**STUDY MATERIAL:**
· · · · ·
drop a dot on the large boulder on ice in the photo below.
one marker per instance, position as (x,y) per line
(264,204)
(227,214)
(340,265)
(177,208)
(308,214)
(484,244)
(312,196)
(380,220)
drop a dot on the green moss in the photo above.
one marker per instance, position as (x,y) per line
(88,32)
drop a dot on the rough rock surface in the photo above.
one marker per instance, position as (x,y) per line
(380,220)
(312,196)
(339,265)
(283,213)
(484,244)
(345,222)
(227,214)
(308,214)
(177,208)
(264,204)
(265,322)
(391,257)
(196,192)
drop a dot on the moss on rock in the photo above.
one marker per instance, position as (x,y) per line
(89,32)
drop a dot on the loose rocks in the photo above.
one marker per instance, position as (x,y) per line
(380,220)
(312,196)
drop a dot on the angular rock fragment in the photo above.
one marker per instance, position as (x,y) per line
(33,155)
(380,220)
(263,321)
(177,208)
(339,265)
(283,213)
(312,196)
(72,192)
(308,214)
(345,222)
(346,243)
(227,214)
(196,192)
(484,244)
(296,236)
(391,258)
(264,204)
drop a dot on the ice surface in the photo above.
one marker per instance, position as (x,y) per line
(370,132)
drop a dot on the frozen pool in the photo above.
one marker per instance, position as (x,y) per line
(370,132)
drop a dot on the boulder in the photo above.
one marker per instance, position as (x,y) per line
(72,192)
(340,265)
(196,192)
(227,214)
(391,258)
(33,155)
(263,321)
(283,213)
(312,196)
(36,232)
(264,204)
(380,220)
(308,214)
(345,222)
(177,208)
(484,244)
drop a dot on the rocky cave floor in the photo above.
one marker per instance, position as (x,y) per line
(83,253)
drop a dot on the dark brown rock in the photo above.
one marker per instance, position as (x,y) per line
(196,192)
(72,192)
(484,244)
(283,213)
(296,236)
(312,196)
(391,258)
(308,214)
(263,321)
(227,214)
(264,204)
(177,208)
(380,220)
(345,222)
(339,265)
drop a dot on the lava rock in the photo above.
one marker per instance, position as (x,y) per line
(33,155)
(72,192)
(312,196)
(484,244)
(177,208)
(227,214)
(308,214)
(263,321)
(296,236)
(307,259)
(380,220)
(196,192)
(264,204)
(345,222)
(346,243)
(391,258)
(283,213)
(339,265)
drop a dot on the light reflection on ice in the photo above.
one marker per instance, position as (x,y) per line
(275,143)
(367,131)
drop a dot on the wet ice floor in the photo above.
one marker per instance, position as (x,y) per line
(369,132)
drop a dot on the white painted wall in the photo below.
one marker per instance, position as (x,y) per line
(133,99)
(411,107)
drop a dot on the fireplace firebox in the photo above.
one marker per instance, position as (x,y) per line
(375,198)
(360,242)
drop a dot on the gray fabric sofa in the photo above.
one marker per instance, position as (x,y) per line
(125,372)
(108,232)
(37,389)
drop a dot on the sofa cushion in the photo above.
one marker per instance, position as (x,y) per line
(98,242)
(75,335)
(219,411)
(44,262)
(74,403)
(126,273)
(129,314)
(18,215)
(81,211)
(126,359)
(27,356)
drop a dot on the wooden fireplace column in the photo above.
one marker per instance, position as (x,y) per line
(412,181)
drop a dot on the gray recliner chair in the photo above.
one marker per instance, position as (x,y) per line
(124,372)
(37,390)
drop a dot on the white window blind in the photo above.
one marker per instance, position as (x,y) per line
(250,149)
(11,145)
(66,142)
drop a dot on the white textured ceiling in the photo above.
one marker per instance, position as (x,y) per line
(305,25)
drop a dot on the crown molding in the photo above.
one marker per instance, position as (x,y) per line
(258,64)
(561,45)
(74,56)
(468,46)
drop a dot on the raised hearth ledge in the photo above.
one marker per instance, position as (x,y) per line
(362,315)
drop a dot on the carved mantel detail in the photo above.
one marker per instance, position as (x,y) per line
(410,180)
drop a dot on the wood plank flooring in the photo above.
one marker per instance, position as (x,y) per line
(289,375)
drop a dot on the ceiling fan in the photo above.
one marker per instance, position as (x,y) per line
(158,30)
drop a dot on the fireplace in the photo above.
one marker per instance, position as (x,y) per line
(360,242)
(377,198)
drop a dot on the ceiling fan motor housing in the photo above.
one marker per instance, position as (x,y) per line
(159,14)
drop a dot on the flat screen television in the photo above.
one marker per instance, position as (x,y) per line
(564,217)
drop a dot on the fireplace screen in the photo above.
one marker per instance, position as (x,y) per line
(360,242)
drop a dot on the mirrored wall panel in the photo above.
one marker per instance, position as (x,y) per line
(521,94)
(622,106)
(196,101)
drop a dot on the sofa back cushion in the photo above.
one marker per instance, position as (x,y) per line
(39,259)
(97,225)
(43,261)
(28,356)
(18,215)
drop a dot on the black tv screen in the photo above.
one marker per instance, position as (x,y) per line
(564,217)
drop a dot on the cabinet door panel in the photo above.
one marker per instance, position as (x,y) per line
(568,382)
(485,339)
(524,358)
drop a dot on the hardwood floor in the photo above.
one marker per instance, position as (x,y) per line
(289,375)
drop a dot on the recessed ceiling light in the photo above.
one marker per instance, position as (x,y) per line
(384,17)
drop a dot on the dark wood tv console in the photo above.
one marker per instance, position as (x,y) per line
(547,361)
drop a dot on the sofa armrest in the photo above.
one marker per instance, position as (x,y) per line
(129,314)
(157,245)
· · · · ·
Count of lines in the data above that contain the string "wall": give this number and no other words.

2